START Task inputs
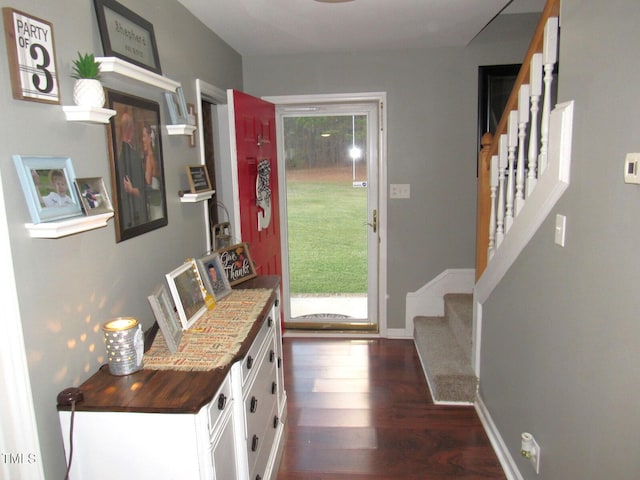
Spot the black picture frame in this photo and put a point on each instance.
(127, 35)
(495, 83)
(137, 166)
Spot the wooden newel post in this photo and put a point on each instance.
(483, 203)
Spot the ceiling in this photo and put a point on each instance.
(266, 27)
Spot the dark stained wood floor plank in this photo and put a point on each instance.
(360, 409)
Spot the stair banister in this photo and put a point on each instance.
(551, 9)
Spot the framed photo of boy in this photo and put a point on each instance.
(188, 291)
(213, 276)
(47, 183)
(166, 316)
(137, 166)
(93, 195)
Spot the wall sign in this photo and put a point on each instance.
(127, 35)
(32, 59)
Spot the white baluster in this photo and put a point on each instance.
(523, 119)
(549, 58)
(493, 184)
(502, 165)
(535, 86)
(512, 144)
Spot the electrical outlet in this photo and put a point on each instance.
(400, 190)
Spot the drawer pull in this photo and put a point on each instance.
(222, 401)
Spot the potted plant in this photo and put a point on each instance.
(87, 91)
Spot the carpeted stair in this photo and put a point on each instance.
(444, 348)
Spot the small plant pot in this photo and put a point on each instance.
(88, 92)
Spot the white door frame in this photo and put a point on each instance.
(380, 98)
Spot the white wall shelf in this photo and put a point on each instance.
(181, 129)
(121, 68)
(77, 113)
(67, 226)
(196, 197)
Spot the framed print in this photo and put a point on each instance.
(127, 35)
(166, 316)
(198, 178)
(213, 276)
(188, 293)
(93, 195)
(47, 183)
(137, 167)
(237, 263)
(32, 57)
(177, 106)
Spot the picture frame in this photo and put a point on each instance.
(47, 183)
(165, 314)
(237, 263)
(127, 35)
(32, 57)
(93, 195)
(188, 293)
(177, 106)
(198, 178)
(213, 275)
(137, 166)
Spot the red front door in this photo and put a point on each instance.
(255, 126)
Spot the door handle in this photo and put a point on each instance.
END Task inputs
START Task inputs
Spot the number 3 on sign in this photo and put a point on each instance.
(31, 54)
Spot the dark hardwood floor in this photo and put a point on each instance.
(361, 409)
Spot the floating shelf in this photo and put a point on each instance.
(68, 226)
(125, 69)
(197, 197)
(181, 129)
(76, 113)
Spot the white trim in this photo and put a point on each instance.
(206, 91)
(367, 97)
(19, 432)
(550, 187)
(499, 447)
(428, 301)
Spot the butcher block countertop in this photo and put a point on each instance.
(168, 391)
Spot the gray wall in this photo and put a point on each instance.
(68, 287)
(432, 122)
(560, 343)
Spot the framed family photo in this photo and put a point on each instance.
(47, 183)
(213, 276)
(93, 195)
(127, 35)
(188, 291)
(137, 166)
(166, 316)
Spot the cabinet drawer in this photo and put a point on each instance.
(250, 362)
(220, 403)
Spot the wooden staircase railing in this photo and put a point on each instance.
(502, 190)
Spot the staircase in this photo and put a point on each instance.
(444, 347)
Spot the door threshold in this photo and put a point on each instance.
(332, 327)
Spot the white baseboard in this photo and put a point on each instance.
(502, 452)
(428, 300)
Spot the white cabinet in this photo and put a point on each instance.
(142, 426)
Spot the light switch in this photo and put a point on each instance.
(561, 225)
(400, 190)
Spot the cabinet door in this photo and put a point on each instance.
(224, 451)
END Task inputs
START Task inputs
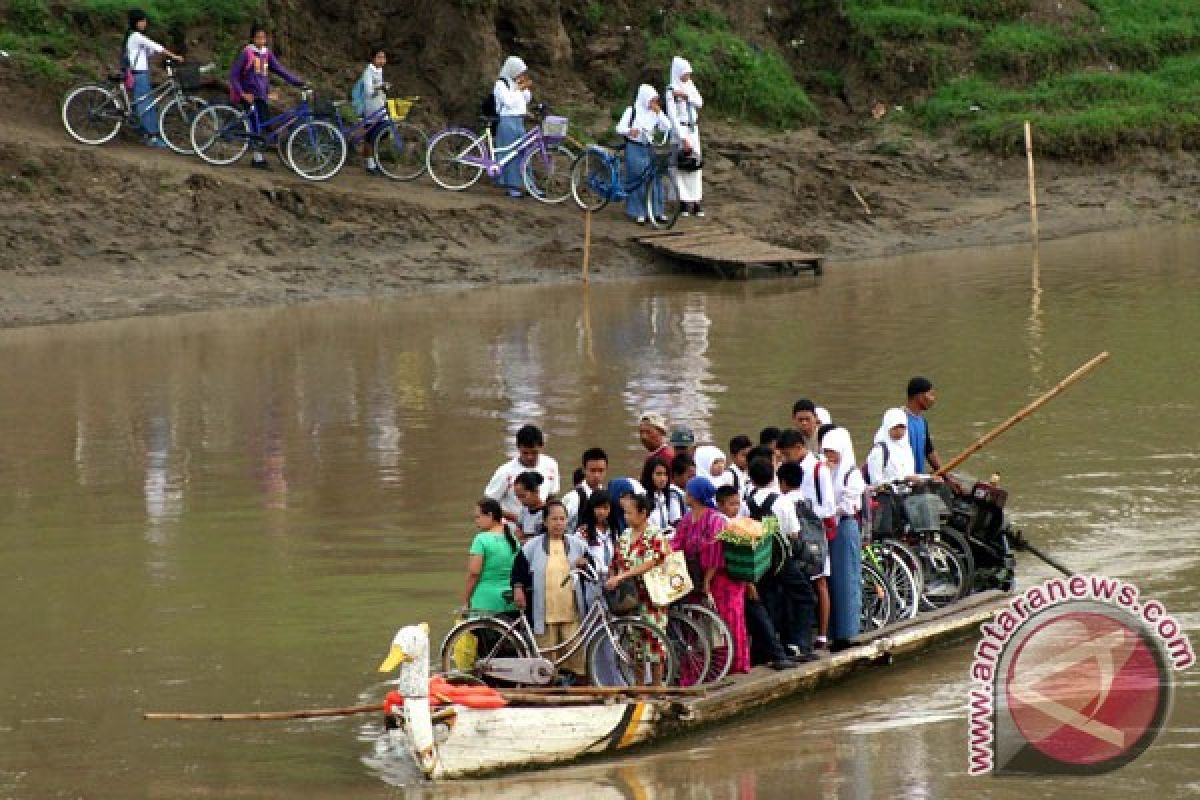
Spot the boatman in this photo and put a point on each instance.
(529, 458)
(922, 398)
END Task inputs
What is needed: How many lines in the items above contain the word "wall"? Reply with the number alone.

Output for this exercise: 3